[start]

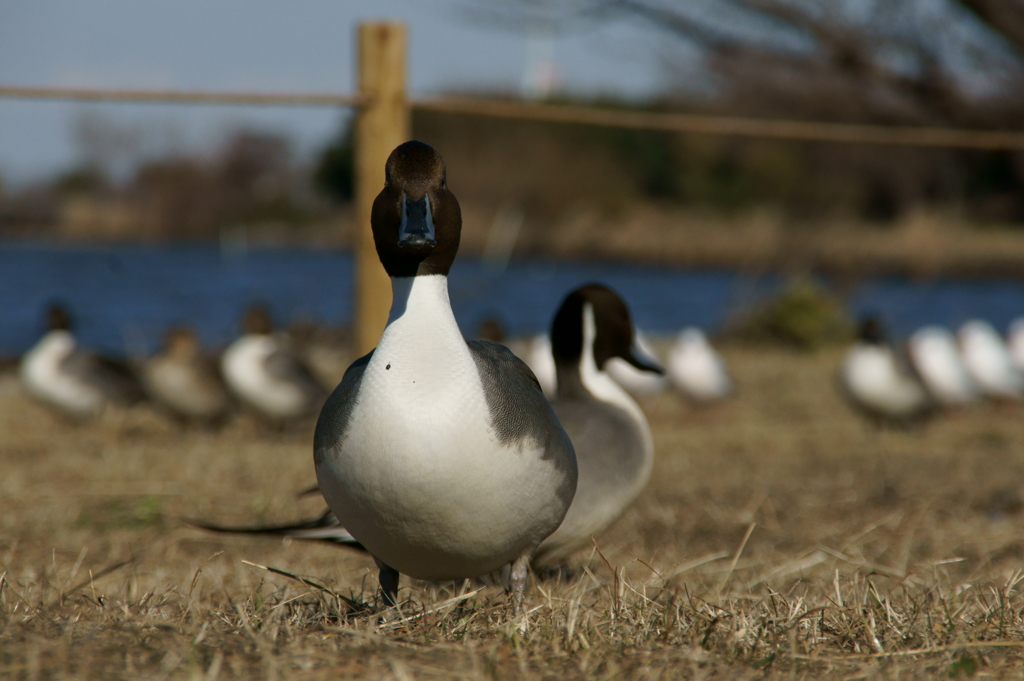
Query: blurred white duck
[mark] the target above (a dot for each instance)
(696, 370)
(938, 362)
(879, 383)
(989, 363)
(265, 375)
(182, 380)
(78, 383)
(637, 382)
(1015, 340)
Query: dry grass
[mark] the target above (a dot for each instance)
(779, 537)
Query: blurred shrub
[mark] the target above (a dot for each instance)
(802, 315)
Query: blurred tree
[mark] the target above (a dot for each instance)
(951, 62)
(84, 179)
(334, 174)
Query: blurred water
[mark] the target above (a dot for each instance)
(125, 297)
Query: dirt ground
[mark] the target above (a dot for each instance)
(780, 536)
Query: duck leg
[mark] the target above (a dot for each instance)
(389, 584)
(517, 582)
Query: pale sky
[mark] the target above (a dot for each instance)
(262, 45)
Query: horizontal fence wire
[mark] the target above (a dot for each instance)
(670, 122)
(182, 96)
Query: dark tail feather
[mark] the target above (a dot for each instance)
(325, 528)
(308, 491)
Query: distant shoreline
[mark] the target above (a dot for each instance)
(923, 246)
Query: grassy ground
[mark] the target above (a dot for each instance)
(779, 537)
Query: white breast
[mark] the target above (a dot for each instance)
(989, 363)
(179, 385)
(421, 479)
(1015, 340)
(872, 376)
(695, 369)
(44, 378)
(934, 352)
(244, 367)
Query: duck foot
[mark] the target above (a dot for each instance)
(389, 584)
(517, 582)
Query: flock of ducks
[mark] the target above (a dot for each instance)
(259, 371)
(448, 459)
(934, 371)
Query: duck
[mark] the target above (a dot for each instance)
(696, 370)
(989, 363)
(613, 447)
(76, 382)
(612, 440)
(938, 362)
(879, 382)
(638, 382)
(440, 456)
(183, 381)
(264, 374)
(1015, 341)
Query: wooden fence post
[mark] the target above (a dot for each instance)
(382, 124)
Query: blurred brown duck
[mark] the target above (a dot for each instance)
(184, 381)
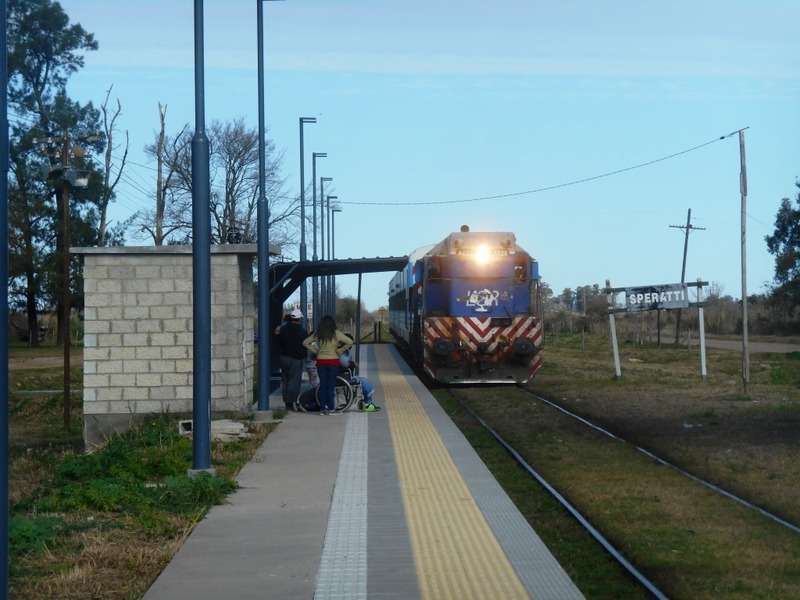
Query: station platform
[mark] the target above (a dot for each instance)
(390, 504)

[end]

Written problem | Format every one of the records above as a two-column CSV with the headers text and answer, one row per record, putting each record's text and its answer in separate quoted fields with line breaks replaced by spaces. Leave the pictures out.

Exercise response |
text,answer
"Query: blurred white duck [mark] the target above (a dot for each instance)","(696, 370) (938, 362) (879, 383) (989, 363) (265, 375) (182, 380) (78, 383) (637, 382) (1015, 340)"
"Query: dry grass [mark] the target above (a dot for each instance)","(779, 537)"
"Query: blurred shrub [mark] the target above (a dot for each instance)","(802, 315)"
"Query: blurred tree [mark] the target above (a dot for each instance)","(951, 62) (84, 179) (334, 174)"
"Query: blurred water [mark] the target above (a dot for each instance)","(125, 297)"
"Query: dirt ground [mark] the target above (a dot for each instance)","(780, 536)"
"Query: duck leg [mark] the target above (a dot for each instance)","(389, 584) (517, 582)"
"Query: pale sky [mark] the target above (a dot for each instance)","(262, 45)"
"Query: horizontal fence wire [mark] the target above (a dot for each instance)","(670, 122) (182, 96)"
"Query: dark tail feather [mark] the target above (a dot for each instance)","(325, 528) (308, 491)"
"Query: distant shoreline [mark] the target above (a dot for each instance)","(923, 246)"
"Query: grassy ground [mark] the target above (a dot for each instance)","(779, 537)"
"Query: white breast [mark] the target above (a dot for each instance)","(989, 363) (179, 385) (421, 479) (1015, 340) (872, 376) (695, 369) (44, 378) (934, 352) (244, 367)"
"Query: duck foot [mark] the target above (a dot for each instance)","(389, 584) (517, 582)"
"Query: flock of ducks [mark] the target above (a dot for each instance)","(259, 371) (448, 459) (934, 371)"
"Query: duck [mark] the target above (a dot for each instance)","(696, 370) (989, 363) (613, 447) (76, 382) (612, 440) (938, 362) (879, 382) (638, 382) (440, 456) (183, 381) (264, 374) (1015, 341)"
"Query: wooden fence post [mark] the target above (a dot for each instance)","(382, 124)"
"Query: blurred brown duck [mark] the target above (a dot for each instance)","(184, 381)"
"Query: station platform [mark] the target above (a dot for each instance)","(390, 504)"